* _TEXT PASSAGE_:
--- START ---

Is it Time to Visit a Back Specialist for Your Low Back Pain?
When Self-treatment Is No Longer Enough
This Patients’ Guide has described the many steps you can take to treat your lower back pain and prevent it from coming back. From improving your sleep habits to finding safe ways to exercise your back, you can take control of your back health and work to eliminate low back pain.
While you may have called your primary care doctor for advice about specific therapies or medications, there may come a point when you would benefit from a comprehensive back exam, or from seeing a back pain specialist (such as an orthopaedic surgeon, neurosurgeon, or pain management specialist who focuses on back pain). How do you know when it is time to see a specialist? You should seek additional help if:
- your pain is severe. Only you know your body and your tolerance for pain. What is “normal” for one person is not normal for everyone. If your lower back pain is excruciating, seek immediate medical attention. If your primary care physician is unavailable and your pain feels unbearable, head to the nearest emergency room.
- you have weakness in the legs or feet. If you begin to experience weakness in one or both of your legs, or if your foot drags behind you when you walk, you should contact a spine specialist immediately (or go to the ER).
- you have bowel or bladder problems. Severe spinal problems may result in a loss of bowel or bladder control. Alert your doctor if you have trouble starting or controlling urination or bowel movements, or if you lose feeling while on the toilet.
- your pain interrupts your sleep. If back pain prevents you from falling asleep or consistently wakes you up during the night, it is time to seek more help.

--- END ---

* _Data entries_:
--- START ---

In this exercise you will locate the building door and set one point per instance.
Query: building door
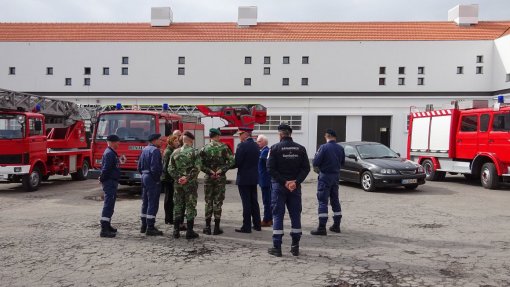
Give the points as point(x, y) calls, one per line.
point(337, 123)
point(376, 129)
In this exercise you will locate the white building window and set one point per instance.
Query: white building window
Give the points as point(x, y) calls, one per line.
point(272, 123)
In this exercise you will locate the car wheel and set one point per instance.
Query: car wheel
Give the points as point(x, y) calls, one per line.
point(367, 181)
point(489, 176)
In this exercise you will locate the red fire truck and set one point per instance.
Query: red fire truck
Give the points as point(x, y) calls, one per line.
point(40, 137)
point(133, 124)
point(470, 138)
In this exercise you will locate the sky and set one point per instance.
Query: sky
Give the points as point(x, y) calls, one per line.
point(226, 10)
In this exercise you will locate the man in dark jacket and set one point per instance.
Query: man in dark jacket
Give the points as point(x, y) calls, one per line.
point(246, 161)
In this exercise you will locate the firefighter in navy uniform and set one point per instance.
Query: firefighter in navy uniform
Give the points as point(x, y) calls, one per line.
point(288, 166)
point(150, 166)
point(327, 162)
point(109, 178)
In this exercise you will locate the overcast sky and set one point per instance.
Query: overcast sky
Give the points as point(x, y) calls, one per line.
point(226, 10)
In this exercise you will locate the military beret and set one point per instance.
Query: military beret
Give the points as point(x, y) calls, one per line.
point(154, 137)
point(113, 138)
point(284, 127)
point(331, 132)
point(214, 131)
point(189, 135)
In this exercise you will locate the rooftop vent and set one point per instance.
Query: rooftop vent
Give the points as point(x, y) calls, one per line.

--- END ---

* _DIRECTIONS_: Summarize the text on seeing a back specialist for low back pain in two sentences.

* _TASK RESPONSE_: Self-care steps such as better sleep habits and safe exercise can help control low back pain, but there may come a point when a comprehensive back exam or a specialist such as an orthopaedic surgeon, neurosurgeon, or pain management specialist would help. Additional help should be sought if the pain is severe, if there is weakness in the legs or feet, if there are bowel or bladder problems, or if the pain interrupts sleep.